++++ The input ++++
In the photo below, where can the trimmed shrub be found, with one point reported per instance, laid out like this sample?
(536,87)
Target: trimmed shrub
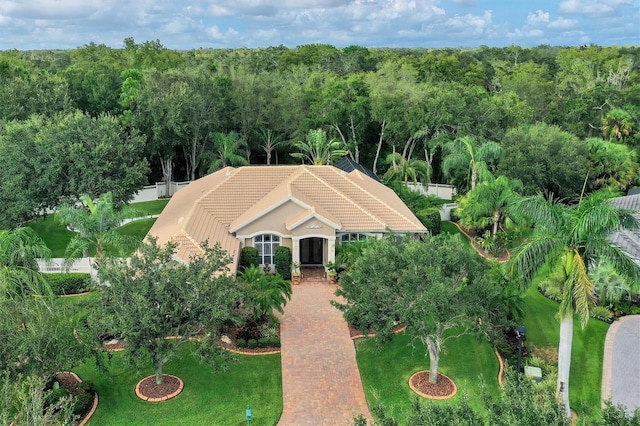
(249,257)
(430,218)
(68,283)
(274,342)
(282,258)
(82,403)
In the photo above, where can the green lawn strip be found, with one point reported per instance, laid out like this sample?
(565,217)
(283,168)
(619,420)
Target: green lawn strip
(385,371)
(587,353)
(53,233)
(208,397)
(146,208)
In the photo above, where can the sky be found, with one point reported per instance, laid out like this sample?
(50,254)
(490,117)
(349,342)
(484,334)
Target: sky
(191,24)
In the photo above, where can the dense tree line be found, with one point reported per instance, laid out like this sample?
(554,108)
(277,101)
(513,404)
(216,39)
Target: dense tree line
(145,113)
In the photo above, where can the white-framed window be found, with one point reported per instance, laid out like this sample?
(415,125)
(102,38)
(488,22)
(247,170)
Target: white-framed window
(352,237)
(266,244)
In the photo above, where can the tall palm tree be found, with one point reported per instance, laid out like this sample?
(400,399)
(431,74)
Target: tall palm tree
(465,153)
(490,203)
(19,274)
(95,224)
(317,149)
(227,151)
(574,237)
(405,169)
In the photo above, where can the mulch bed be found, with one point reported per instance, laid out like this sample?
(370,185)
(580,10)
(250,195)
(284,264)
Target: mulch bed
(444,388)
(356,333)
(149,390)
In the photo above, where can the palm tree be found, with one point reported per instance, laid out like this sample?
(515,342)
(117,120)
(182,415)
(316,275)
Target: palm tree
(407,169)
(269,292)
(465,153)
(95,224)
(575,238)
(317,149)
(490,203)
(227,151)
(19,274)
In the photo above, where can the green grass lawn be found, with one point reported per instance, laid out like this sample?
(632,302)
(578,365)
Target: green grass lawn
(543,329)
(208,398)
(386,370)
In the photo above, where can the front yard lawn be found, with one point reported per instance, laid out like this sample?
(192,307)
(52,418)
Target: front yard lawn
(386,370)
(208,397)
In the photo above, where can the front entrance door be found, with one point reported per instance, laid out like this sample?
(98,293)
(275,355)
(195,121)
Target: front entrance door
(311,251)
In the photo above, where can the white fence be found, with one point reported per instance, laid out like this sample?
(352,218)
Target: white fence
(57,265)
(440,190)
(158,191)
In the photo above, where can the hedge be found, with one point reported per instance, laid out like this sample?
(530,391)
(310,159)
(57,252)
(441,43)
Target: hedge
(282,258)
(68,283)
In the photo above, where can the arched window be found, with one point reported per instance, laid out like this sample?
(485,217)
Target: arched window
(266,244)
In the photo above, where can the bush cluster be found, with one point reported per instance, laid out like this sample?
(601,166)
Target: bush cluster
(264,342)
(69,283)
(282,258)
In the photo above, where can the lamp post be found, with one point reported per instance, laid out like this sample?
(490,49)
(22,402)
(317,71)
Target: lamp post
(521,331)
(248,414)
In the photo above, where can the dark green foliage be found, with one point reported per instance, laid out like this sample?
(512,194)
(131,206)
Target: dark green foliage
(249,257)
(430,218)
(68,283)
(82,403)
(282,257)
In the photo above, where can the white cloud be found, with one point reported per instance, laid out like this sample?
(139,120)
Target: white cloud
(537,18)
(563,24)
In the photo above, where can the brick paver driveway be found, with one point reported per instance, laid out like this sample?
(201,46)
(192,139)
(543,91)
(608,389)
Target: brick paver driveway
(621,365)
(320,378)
++++
++++ The input ++++
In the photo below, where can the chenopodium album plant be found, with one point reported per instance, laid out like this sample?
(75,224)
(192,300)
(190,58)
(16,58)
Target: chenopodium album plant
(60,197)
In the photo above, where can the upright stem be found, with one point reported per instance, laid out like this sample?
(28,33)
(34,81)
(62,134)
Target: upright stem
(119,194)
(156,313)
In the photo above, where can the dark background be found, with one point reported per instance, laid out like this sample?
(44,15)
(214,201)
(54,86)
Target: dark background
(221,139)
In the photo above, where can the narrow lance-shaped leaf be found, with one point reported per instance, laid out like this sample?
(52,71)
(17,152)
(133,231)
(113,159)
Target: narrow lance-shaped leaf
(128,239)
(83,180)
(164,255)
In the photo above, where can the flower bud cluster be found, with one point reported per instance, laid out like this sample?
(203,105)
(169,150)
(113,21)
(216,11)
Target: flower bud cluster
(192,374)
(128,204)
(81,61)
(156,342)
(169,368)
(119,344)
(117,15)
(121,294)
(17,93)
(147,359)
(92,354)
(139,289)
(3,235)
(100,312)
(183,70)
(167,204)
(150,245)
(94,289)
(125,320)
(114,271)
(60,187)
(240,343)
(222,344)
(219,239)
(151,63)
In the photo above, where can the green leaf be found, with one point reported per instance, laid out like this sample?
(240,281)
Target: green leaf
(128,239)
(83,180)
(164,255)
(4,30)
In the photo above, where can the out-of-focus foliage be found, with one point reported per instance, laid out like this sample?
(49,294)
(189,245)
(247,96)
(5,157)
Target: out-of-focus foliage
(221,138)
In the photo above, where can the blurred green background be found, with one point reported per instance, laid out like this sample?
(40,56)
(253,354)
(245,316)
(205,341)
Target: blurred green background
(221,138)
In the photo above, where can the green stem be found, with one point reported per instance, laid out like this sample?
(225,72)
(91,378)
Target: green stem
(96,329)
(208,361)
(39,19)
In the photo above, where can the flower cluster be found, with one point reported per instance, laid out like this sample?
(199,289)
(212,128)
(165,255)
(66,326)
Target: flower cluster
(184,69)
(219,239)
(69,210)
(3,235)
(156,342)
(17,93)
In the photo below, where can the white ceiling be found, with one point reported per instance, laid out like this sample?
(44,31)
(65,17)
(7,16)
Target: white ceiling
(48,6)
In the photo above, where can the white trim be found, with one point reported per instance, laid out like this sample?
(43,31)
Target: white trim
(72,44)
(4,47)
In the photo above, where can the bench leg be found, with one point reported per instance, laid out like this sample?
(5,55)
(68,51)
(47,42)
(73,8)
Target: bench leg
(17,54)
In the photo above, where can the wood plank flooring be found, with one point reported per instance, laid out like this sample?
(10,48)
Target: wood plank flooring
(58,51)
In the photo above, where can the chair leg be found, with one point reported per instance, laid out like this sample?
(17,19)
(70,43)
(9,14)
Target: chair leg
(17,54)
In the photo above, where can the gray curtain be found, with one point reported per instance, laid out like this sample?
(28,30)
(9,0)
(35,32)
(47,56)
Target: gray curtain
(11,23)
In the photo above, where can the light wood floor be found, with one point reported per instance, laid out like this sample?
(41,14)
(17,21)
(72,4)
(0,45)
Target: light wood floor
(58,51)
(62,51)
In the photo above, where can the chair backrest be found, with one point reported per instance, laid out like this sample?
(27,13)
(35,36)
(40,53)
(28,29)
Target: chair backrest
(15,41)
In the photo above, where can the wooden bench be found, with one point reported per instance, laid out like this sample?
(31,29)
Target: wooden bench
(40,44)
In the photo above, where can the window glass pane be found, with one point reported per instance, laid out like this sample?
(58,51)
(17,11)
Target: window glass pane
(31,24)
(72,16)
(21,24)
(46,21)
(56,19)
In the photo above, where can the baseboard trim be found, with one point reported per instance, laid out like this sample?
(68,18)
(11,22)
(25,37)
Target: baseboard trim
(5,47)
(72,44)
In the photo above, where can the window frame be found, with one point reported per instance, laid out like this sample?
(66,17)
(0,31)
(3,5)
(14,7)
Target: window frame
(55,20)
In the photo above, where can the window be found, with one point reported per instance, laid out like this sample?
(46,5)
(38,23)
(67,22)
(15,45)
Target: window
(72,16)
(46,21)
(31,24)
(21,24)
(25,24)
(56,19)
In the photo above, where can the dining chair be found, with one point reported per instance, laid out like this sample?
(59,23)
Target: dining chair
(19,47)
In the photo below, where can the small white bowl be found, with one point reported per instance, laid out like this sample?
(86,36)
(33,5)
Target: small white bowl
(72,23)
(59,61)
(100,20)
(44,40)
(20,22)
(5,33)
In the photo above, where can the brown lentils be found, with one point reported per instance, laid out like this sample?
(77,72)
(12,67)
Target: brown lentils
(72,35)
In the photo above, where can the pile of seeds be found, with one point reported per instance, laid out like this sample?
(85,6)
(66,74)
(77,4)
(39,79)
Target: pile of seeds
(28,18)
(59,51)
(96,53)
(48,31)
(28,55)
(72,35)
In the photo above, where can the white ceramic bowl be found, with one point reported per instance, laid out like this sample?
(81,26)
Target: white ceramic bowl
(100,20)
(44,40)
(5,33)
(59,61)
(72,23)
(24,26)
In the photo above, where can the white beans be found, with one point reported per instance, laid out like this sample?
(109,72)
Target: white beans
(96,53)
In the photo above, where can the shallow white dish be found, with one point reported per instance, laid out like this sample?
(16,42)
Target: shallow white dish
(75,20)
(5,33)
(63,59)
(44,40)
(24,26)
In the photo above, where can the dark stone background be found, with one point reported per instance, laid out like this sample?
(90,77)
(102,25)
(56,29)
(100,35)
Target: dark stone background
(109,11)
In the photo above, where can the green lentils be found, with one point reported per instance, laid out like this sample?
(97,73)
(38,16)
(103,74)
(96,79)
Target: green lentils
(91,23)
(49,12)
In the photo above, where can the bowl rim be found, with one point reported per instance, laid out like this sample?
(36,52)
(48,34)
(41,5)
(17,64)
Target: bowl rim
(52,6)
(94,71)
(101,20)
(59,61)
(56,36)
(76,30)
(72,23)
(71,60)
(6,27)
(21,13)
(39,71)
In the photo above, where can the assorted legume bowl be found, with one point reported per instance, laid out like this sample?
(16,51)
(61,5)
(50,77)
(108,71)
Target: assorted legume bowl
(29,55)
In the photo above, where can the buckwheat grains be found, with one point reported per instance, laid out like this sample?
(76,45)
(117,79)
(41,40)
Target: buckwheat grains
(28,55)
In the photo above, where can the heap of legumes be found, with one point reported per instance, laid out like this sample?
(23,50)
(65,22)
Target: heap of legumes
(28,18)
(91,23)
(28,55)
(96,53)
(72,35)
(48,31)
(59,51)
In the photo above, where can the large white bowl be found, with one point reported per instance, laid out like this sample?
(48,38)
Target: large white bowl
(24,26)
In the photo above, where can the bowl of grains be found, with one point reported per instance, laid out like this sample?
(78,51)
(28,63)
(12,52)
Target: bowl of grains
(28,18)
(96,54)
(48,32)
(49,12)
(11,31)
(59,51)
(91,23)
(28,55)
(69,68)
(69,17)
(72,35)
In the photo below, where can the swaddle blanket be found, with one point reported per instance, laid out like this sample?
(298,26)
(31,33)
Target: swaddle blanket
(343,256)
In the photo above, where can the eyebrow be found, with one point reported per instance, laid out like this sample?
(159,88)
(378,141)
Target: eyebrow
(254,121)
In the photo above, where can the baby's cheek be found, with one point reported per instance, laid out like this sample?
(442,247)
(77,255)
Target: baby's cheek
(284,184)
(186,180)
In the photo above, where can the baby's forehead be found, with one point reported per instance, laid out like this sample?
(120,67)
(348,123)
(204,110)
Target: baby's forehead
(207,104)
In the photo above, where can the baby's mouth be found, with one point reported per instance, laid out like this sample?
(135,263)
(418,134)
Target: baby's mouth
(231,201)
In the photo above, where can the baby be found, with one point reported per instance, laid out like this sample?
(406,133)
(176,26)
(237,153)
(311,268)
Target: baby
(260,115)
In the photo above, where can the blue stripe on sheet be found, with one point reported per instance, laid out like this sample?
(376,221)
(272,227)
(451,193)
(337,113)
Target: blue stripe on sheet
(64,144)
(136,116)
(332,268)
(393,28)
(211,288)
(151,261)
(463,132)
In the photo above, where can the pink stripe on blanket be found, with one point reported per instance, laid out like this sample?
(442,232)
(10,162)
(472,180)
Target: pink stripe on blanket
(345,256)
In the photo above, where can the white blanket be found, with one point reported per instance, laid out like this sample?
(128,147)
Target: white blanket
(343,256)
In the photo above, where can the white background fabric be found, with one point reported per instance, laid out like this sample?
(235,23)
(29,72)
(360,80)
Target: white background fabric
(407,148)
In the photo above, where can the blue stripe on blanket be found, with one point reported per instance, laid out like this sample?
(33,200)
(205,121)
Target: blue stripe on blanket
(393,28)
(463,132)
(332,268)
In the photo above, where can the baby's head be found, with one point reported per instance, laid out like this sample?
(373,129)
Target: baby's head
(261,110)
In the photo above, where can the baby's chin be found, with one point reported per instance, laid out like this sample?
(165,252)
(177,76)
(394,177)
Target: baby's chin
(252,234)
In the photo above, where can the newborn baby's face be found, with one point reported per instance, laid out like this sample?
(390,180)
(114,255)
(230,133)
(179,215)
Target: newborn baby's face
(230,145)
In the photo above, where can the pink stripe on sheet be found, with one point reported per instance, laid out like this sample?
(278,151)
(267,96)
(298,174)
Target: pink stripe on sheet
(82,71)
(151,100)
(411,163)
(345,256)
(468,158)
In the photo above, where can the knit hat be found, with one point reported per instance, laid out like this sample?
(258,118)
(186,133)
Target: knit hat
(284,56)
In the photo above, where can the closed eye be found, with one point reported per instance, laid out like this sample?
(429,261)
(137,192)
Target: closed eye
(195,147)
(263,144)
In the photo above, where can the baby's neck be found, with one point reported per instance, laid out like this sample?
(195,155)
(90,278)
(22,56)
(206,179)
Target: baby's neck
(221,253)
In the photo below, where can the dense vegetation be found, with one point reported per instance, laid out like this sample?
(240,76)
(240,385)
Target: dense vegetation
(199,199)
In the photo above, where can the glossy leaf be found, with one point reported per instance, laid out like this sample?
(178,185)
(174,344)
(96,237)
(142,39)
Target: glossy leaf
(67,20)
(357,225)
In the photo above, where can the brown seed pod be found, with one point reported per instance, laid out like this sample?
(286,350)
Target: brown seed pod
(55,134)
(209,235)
++++
#### Problem to solve
For every line above in which the string "below" appears, add one; please give the final count and nothing else.

#### Answer area
6